--- Start of Extracted records ---

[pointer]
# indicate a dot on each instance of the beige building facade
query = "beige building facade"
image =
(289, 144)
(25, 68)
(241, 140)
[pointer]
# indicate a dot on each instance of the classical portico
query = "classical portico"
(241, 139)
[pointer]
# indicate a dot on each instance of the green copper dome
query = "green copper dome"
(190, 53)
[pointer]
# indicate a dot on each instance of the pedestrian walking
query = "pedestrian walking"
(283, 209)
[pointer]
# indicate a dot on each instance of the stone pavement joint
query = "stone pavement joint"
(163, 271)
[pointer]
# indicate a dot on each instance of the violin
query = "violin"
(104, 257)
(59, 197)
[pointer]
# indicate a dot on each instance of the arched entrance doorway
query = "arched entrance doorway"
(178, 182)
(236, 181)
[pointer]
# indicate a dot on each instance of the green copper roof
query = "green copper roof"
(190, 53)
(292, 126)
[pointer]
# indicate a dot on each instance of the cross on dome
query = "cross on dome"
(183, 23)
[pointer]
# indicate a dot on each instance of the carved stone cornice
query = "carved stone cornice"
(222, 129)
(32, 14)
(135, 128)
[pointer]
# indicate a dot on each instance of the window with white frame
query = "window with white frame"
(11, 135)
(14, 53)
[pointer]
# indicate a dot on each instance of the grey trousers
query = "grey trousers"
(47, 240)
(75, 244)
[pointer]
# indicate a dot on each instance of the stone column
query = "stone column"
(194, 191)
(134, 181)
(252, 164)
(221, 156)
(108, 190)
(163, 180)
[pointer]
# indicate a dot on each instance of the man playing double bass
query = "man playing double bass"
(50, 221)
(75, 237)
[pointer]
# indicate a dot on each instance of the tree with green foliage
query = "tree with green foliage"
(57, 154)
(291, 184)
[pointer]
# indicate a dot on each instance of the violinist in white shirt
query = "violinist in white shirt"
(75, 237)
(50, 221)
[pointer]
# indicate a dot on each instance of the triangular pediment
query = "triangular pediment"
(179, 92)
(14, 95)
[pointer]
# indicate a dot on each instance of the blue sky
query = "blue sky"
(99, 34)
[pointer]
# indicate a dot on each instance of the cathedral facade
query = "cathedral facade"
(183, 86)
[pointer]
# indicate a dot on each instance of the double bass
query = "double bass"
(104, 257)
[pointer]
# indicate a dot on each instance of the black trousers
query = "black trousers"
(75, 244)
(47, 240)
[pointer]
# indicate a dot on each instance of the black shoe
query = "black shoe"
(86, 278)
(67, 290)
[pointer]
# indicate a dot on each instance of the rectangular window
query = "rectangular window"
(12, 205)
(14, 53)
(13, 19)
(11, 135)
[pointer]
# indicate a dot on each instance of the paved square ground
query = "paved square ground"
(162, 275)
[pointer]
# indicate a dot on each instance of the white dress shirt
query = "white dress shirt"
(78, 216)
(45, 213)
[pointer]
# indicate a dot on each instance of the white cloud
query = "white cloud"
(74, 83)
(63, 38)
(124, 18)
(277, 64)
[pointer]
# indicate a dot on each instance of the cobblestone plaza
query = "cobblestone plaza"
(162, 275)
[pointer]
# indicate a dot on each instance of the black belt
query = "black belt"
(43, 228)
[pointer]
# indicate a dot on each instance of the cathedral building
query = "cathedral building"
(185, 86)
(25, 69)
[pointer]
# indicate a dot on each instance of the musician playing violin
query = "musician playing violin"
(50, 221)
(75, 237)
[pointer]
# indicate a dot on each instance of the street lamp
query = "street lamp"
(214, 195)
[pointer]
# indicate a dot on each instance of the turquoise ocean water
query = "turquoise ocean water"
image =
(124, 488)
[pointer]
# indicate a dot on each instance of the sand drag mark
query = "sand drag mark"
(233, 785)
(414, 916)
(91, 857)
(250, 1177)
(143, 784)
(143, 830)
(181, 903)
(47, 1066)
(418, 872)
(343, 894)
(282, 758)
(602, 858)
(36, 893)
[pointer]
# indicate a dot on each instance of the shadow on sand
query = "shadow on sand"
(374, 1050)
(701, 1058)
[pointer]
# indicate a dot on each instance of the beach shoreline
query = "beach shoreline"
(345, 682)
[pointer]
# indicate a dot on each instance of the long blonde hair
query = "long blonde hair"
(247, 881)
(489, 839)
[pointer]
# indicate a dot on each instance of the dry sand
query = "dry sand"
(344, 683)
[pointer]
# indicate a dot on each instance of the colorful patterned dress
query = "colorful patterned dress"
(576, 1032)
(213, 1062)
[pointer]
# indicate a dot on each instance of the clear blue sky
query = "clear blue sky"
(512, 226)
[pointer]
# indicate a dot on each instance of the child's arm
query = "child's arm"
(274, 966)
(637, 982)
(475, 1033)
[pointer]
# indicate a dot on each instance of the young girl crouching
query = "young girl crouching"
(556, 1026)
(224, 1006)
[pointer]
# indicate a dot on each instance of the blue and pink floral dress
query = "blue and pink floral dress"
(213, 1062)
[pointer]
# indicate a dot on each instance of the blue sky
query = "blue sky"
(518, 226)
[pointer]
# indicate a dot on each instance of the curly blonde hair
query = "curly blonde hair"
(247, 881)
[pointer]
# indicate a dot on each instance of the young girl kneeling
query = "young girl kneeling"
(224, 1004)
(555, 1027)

--- End of Extracted records ---

Written problem - In full and verbatim, repeat the records given above.

Full output -
[pointer]
# indicate a dot on each instance of the beige building facade
query = "beige building facade"
image =
(289, 144)
(25, 68)
(241, 140)
[pointer]
# indicate a dot on each instance of the classical portico
query = "classical portico"
(241, 139)
[pointer]
# indicate a dot on each instance of the green copper dome
query = "green copper dome"
(190, 53)
[pointer]
# indicate a dot on each instance of the pedestrian walking
query = "pedestrian walking"
(283, 209)
[pointer]
# indicate a dot on each instance of the stone pavement joint
query = "stone pavement joint"
(163, 271)
[pointer]
# indicate a dot on each instance of the violin
query = "violin"
(104, 257)
(59, 197)
[pointer]
# indicate a dot on each instance of the arched entrance doorway
query = "arched entrance doorway"
(178, 182)
(236, 181)
[pointer]
# indicate a dot on each instance of the green copper roof
query = "green copper roof"
(190, 53)
(292, 126)
[pointer]
# indicate a dot on each instance of the cross on dome
query = "cross on dome"
(183, 23)
[pointer]
# indicate a dot on each instance of the carved stone cornice
query = "carved stone cornice"
(222, 129)
(32, 14)
(135, 128)
[pointer]
# indicate a dot on each instance of the window with white frame
query = "window with white frame"
(11, 135)
(14, 53)
[pointer]
# indicate a dot on each instance of the grey trousers
query = "grey trousers"
(47, 240)
(75, 244)
[pointer]
# indicate a dot on each instance of the stone column
query = "stone column"
(194, 191)
(134, 181)
(252, 164)
(221, 156)
(108, 190)
(163, 180)
[pointer]
# indicate a dot on each instance of the man playing double bass
query = "man playing double bass"
(50, 221)
(75, 237)
[pointer]
# indicate a dot on each instance of the tree with green foliage
query = "tree with green foliage"
(57, 154)
(291, 184)
[pointer]
# indicate a dot on each instance of the violinist in white shirt
query = "violinist in white shirt"
(75, 237)
(50, 221)
[pointer]
# indicate a dot on each instance of the triangular pediment
query = "triangular pediment"
(179, 92)
(14, 95)
[pointer]
# indicate a dot on each instance of the blue sky
query = "blue sky"
(99, 34)
[pointer]
# indicate a dot on each instance of the cathedral facade
query = "cathedral facade"
(183, 86)
[pointer]
# indicate a dot on each instance of the double bass
query = "double bass"
(104, 257)
[pointer]
# indicate a dot on each instance of the black trousers
query = "black trousers"
(75, 244)
(47, 240)
[pointer]
# indicate a dot on each instance of the black shoe
query = "black shoe"
(86, 278)
(67, 290)
[pointer]
# indicate a dot on each instance of the rectangular window
query = "rectangular window"
(12, 205)
(14, 53)
(13, 19)
(11, 135)
[pointer]
# indicate a dot on each instance of the paved square ground
query = "paved square ground"
(162, 275)
[pointer]
# indicate a dot on each instance of the white dress shirt
query = "white dress shirt"
(78, 216)
(45, 213)
[pointer]
# indicate a dot on each instance of the white cloud
query = "white cloud"
(74, 83)
(63, 38)
(124, 18)
(277, 64)
[pointer]
# indicate a dot on each instance of the cobblestone plaza
query = "cobblestone plaza"
(162, 275)
[pointer]
# indicate a dot on each instance of the black belt
query = "black belt"
(43, 228)
[pointer]
# indicate a dot on each instance of the cathedral building
query = "cathedral building"
(185, 86)
(25, 69)
[pointer]
# indicate a dot on each instance of the musician playing violin
query = "musician playing violin"
(50, 221)
(75, 237)
[pointer]
# indicate a dot on each instance of the street lamp
query = "street lamp"
(214, 195)
[pointer]
# indicate a dot on each instance of the turquoise ocean water
query = "turquoise ocean water"
image =
(124, 488)
[pointer]
# indicate a dot on each instance of the sand drag mark
query = "sand drag mark"
(233, 785)
(414, 916)
(91, 857)
(250, 1177)
(143, 784)
(143, 830)
(181, 903)
(47, 1066)
(418, 872)
(343, 894)
(282, 758)
(602, 858)
(36, 893)
[pointer]
# indicate a dot on each instance of the shadow on sand
query = "shadow on sand"
(374, 1050)
(701, 1058)
[pointer]
# indicate a dot on each instance of the beach shoreline
query = "beach shoreline"
(345, 682)
[pointer]
# indicate a dot on each instance of the long blonde hair
query = "long blonde hair"
(247, 881)
(489, 839)
[pointer]
# indicate a dot on each instance of the dry sand
query = "dry sand"
(344, 683)
[pointer]
# indicate a dot on each instance of the colorful patterned dress
query = "colorful patterned dress"
(576, 1032)
(213, 1062)
[pointer]
# indicate a dot on each instance of the clear blue sky
query = "clear blue sky"
(512, 226)
[pointer]
# indicate a dot on each instance of the child's arm
query = "child's arm"
(274, 966)
(637, 982)
(475, 1033)
[pointer]
# indicate a dot on each instance of the young girl crouching
query = "young girl crouching"
(556, 1026)
(224, 1006)
[pointer]
# indicate a dot on each instance of the blue and pink floral dress
query = "blue and pink floral dress"
(213, 1062)
[pointer]
# indicate a dot on each instance of the blue sky
query = "blue sky"
(518, 226)
[pointer]
# indicate a dot on each instance of the curly blonde hair
query = "curly blonde hair"
(247, 881)
[pointer]
# indicate a dot on each instance of the young girl kneeling
query = "young girl kneeling"
(224, 1004)
(555, 1027)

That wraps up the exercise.